| GOAL |
Please give every line of the records below as a Markdown table with two columns, Row and Text, numbering the rows and leaving out blank lines. Keep the pictures out of the answer.

(Items for identifying locations)
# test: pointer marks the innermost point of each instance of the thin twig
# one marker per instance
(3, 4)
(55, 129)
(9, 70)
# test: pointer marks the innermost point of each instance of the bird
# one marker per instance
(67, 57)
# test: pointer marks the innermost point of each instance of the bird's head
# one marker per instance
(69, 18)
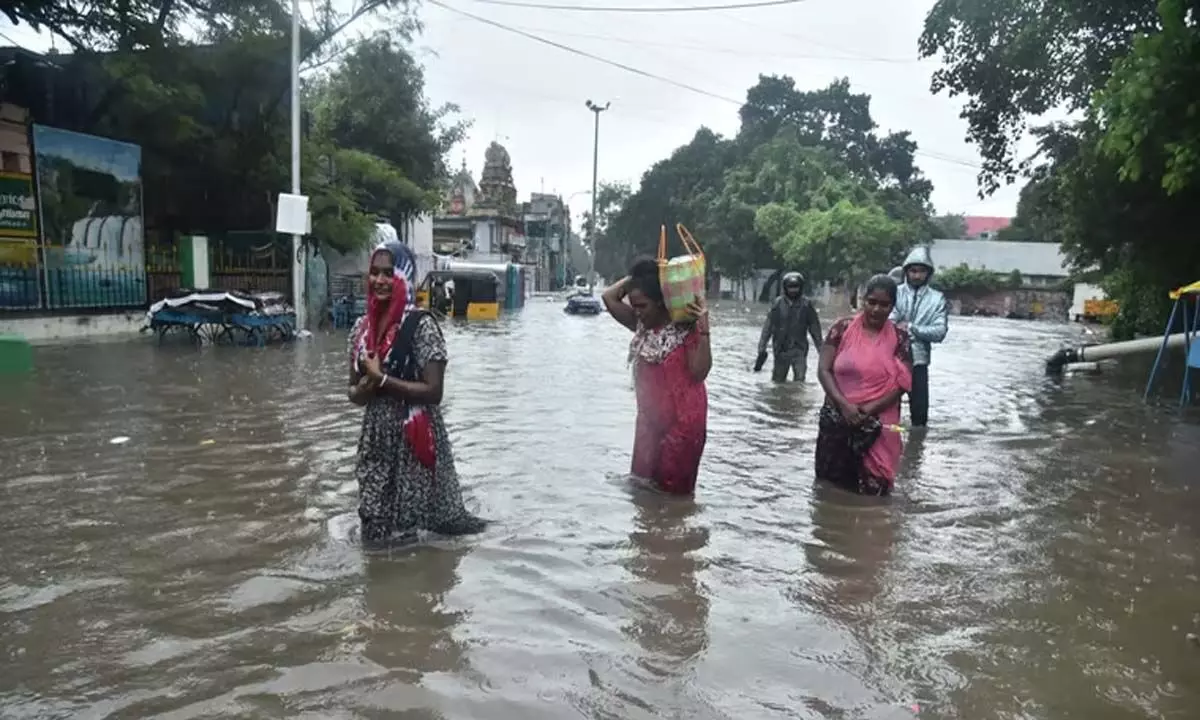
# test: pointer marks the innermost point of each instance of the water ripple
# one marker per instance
(1038, 561)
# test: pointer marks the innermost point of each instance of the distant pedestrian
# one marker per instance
(921, 310)
(671, 363)
(790, 322)
(406, 472)
(865, 366)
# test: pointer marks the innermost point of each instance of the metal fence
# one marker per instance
(21, 287)
(246, 262)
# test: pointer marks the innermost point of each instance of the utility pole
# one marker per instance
(595, 165)
(298, 256)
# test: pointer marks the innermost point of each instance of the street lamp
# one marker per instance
(595, 163)
(298, 258)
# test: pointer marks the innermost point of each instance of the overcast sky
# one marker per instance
(531, 96)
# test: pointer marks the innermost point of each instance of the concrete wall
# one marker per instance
(1032, 304)
(61, 328)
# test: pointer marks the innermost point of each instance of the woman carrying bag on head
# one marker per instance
(671, 360)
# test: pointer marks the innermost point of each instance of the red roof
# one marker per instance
(979, 225)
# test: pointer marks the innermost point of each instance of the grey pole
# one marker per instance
(298, 259)
(595, 166)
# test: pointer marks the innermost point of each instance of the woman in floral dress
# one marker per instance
(406, 473)
(671, 363)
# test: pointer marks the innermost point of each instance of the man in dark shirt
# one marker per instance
(790, 322)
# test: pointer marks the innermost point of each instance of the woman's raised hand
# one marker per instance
(372, 367)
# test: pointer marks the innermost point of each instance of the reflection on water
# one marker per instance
(671, 613)
(1038, 559)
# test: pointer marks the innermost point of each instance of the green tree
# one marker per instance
(1117, 187)
(846, 241)
(213, 119)
(799, 149)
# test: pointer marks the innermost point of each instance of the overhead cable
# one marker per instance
(643, 73)
(634, 9)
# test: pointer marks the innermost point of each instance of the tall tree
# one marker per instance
(799, 149)
(1116, 189)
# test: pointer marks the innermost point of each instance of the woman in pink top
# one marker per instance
(671, 361)
(865, 366)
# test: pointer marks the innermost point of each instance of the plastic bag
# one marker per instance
(683, 276)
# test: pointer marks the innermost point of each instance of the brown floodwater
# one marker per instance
(1039, 559)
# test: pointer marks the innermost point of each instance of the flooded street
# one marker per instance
(1039, 558)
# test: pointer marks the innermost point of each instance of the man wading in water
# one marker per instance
(921, 312)
(791, 321)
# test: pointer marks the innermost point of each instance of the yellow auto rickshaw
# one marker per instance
(472, 294)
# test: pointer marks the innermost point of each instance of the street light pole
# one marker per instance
(595, 165)
(298, 258)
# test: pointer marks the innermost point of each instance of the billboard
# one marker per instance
(18, 243)
(89, 192)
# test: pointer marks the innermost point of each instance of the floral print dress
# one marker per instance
(399, 496)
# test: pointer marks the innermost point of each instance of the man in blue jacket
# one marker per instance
(921, 310)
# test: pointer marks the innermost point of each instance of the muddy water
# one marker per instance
(1039, 559)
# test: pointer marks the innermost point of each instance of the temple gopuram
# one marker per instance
(484, 222)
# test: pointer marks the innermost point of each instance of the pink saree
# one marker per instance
(869, 366)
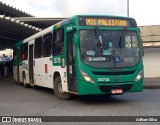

| FINISHED ANSWER |
| Row | Text |
|---|---|
| 1 | # test: pointer marks the innermost point of each instance of the thin twig |
| 2 | # one marker per instance |
| 3 | (3, 4) |
| 4 | (55, 129) |
| 5 | (9, 70) |
| 6 | # test: pointer marks the innermost point of each instance of the bird |
| 7 | # one marker per instance |
| 8 | (67, 57) |
| 9 | # test: pointer marks the innermost point of each instance of the bird's head |
| 10 | # one marker per instance |
| 11 | (69, 18) |
| 12 | # test: pointer marks the innermost point of each instance of the water ripple |
| 13 | # one marker per instance |
| 14 | (1038, 561) |
| 15 | # test: pointer marks the innermost point of each instance of the distant pedestrian |
| 16 | # one marker per instance |
| 17 | (921, 310) |
| 18 | (671, 363) |
| 19 | (790, 322) |
| 20 | (406, 472) |
| 21 | (865, 366) |
| 22 | # test: pointer marks the innermost point of each instance of the metal fence |
| 23 | # one marker per instance |
| 24 | (21, 287) |
| 25 | (246, 262) |
| 26 | # test: pointer marks the innermost point of each instance of the utility pole |
| 27 | # one marker per instance |
| 28 | (595, 165) |
| 29 | (298, 256) |
| 30 | # test: pointer marks the innermost point of each instance of the street lamp |
| 31 | # one marker per instance |
| 32 | (595, 163) |
| 33 | (298, 258) |
| 34 | # test: pointer marks the innermost point of each instance of the overcast sky |
| 35 | # one marker per instance |
| 36 | (531, 96) |
| 37 | # test: pointer marks the innermost point of each instance of the concrete wall |
| 38 | # one marker per instance |
| 39 | (1032, 304) |
| 40 | (61, 328) |
| 41 | # test: pointer marks the innermost point of each instance of the woman carrying bag on head |
| 42 | # one marker per instance |
| 43 | (671, 360) |
| 44 | # test: pointer marks the innermost point of each instance of the red roof |
| 45 | # one marker per instance |
| 46 | (979, 225) |
| 47 | # test: pointer marks the innermost point of each instance of the grey pole |
| 48 | # one marker per instance |
| 49 | (298, 259) |
| 50 | (595, 166) |
| 51 | # test: pointer marks the innermost point of each instance of the woman in floral dress |
| 52 | # one marker per instance |
| 53 | (406, 473) |
| 54 | (671, 363) |
| 55 | # test: pointer marks the innermost point of each instance of the man in dark shirt |
| 56 | # one marker per instance |
| 57 | (790, 322) |
| 58 | # test: pointer marks the innermost point of each instance of the woman's raised hand |
| 59 | # one marker per instance |
| 60 | (372, 367) |
| 61 | # test: pointer marks the innermost point of each instance of the reflection on water |
| 62 | # one marker per instance |
| 63 | (671, 613) |
| 64 | (1038, 559) |
| 65 | # test: pointer marks the innermost point of each instance of the green tree |
| 66 | # one marker per instance |
| 67 | (1117, 187) |
| 68 | (846, 241) |
| 69 | (213, 119) |
| 70 | (799, 149) |
| 71 | # test: pointer marks the innermost point of each instance of the overhead cable |
| 72 | # one marker per instance |
| 73 | (643, 73) |
| 74 | (634, 9) |
| 75 | # test: pointer marks the innermost point of each instance of the tall tree |
| 76 | # one marker per instance |
| 77 | (799, 149) |
| 78 | (1116, 189) |
| 79 | # test: pointer marks the innermost point of each instance of the woman in pink top |
| 80 | # one marker per instance |
| 81 | (671, 361) |
| 82 | (865, 366) |
| 83 | # test: pointer marks the innermost point of each instance of the plastic bag |
| 84 | # one marker per instance |
| 85 | (683, 276) |
| 86 | # test: pointer marks the innermost point of each instance of the brown floodwater |
| 87 | # one marker per instance |
| 88 | (1039, 559) |
| 89 | # test: pointer marks the innermost point of each instance of the flooded street |
| 90 | # one marker per instance |
| 91 | (1039, 558) |
| 92 | # test: pointer marks the innermost point of each instance of the man wading in water |
| 93 | # one marker per instance |
| 94 | (921, 312) |
| 95 | (791, 321) |
| 96 | # test: pointer marks the innermost point of each instance of the yellow auto rickshaw |
| 97 | # one marker per instance |
| 98 | (472, 294) |
| 99 | # test: pointer marks the innermost point of each instance of the street light pole |
| 100 | # one marker per instance |
| 101 | (595, 165) |
| 102 | (298, 258) |
| 103 | # test: pointer marks the innermost point of each instance of the billboard |
| 104 | # one marker per instance |
| 105 | (18, 243) |
| 106 | (89, 192) |
| 107 | # test: pointer marks the innermost point of each instance of the floral print dress |
| 108 | # one marker per instance |
| 109 | (399, 496) |
| 110 | # test: pointer marks the innermost point of each instance of the man in blue jacket |
| 111 | # one marker per instance |
| 112 | (921, 310) |
| 113 | # test: pointer marks the innermost point of each instance of the muddy water |
| 114 | # one marker per instance |
| 115 | (1039, 559) |
| 116 | # test: pointer marks the innermost point of each instance of the temple gopuram |
| 117 | # one marker per instance |
| 118 | (484, 222) |
| 119 | # test: pointer marks the innermost point of each instance of the pink saree |
| 120 | # one marker per instance |
| 121 | (869, 366) |